◆ INSTRUCTIONS FOR THE TASK: Transcribe each record as written.

-*-*-

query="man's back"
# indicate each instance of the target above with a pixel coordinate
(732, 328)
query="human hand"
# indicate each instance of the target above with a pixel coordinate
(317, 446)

-*-*-

◆ ANSWER TO THE EXERCISE:
query="man's back"
# indicate each instance of the target above with a pixel coordinate
(732, 328)
query="human hand"
# indicate each instance of the target above with a pixel coordinate
(317, 446)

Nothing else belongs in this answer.